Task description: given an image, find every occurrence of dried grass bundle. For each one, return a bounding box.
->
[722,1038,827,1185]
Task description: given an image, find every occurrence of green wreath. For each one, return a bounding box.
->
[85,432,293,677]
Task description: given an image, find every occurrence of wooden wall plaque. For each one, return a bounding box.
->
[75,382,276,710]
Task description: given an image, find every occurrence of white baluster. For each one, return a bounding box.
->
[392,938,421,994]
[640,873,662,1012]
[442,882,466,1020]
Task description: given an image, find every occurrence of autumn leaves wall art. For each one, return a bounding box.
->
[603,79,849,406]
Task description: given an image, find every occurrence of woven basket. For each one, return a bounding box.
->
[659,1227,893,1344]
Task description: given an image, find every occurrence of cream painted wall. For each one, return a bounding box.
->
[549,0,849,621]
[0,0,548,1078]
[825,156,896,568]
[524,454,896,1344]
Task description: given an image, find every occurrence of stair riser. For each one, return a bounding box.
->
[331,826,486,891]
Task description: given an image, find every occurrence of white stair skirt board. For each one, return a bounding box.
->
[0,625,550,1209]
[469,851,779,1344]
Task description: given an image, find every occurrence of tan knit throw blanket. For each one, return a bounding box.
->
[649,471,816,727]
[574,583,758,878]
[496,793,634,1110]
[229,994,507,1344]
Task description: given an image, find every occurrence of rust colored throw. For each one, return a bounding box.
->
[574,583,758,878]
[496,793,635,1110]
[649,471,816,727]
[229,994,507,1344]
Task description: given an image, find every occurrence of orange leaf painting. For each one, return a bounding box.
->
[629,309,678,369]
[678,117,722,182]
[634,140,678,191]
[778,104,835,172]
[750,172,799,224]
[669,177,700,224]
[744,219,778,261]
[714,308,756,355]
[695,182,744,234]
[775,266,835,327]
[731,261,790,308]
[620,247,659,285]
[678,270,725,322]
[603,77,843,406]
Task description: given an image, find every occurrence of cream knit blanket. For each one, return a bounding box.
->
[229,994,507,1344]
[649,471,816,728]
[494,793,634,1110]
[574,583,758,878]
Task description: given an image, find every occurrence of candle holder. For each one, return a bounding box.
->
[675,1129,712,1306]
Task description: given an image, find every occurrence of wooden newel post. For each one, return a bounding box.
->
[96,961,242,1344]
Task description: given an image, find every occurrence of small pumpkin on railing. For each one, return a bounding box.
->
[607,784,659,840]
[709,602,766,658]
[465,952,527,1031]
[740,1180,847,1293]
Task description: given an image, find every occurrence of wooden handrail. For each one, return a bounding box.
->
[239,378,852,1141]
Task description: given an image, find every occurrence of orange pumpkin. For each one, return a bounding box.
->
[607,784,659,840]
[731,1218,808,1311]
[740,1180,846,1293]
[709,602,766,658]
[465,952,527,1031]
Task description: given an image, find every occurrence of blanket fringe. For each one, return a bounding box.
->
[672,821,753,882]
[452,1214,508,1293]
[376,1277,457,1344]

○ ○ ○ ○ ○ ○ ○

# Stated problem:
Can you render the entries above as a two-column CSV with the columns "instruction" and "boxes", one row per entry? Put each entry's text and its answer in a single quoted field, with line breaks replaced by spaces.

# Result for this task:
instruction,boxes
"Task description: given an image, find every occurrence of dried grass bundle. For each one, return a bounding box. ->","[722,1038,827,1185]"
"Task description: given an image, find every occurrence of green wreath. For each one, return a bounding box. ->","[85,432,293,677]"
"Task description: given an image, find every occurrence of wooden wall plaque. For each one, return a bounding box. ->","[75,382,276,710]"
"Task description: given an image, find every occurrence of white baluster. For each one, return a bounding box. ->","[392,938,421,994] [640,873,662,1012] [442,882,466,1020]"
"Task description: given an image, find every occurrence of autumn leaves wall art. For each one, return a bounding box. ->","[603,79,849,406]"
"Task description: given an image, find every occurrence of woven basket. For each one, return a bounding box. ->","[659,1227,893,1344]"
"Task description: given an image, find every occurrence of cream painted wall. For each one, return a bounding box. ->","[549,0,849,621] [0,0,548,1078] [825,156,896,568] [524,454,896,1344]"
"Task description: given an image, find every occurrence of stair riser. For each one, return a bounding box. ->","[331,826,486,891]"
"Task description: given an image, find every occurrence of white stair skirt board. For each one, return a bounding box. ->","[0,625,550,1209] [469,851,779,1344]"
"Task description: given an image, find every occurrence of tan knit throw blanket. For each one, return a bounding box. ->","[649,471,816,727] [574,583,758,878] [496,793,634,1110] [229,994,507,1344]"
"Task description: given an image, find every occurrence of rust colored throw. For each one, return a bounding box. ->","[574,583,758,878] [496,793,635,1110] [649,471,816,727] [229,994,507,1344]"
"Task description: given an image, find every occurrence of orange leaf painting. For each one, return a bounding box. ->","[629,309,678,369] [678,117,722,182] [634,140,678,191] [778,104,835,172] [750,172,799,224] [669,177,700,224] [744,219,778,261] [714,308,756,355] [695,182,744,234] [775,266,835,327] [731,261,790,308] [620,247,659,285] [678,270,725,322] [603,77,843,406]"
"Task description: given an image, find every occurrence of cream knit blanket. For each one, return a bounding box. ->","[229,994,507,1344] [649,471,816,728] [494,793,634,1110] [574,583,758,878]"
"Task description: given an image, find every occurrence of candle holder. For each one, return a bounding box. ->","[675,1129,712,1306]"
"Task description: given an image, find every occurrence of wooden newel post. For each one, return a bounding box. ->","[96,961,242,1344]"
"Task description: given an image, find every occurrence of small pumpkin on railing. For each one, return a bounding box. ->","[607,784,659,840] [709,602,766,658] [465,952,527,1031] [740,1180,847,1293]"
"Task description: given an image, find every occurrence of wooden handrail. For each one, return a bounding box. ->","[239,378,852,1141]"
"Task description: given an image, find every occurrence of orange pumpkin. For each one, return a bounding box. ->","[607,784,659,840] [731,1218,808,1311] [740,1180,846,1293] [709,602,766,658] [465,952,527,1031]"
"Task description: given an image, find every occurrence of blanket fringe. For each one, return a bounding box. ->","[672,821,753,882] [452,1214,508,1293] [376,1277,457,1344]"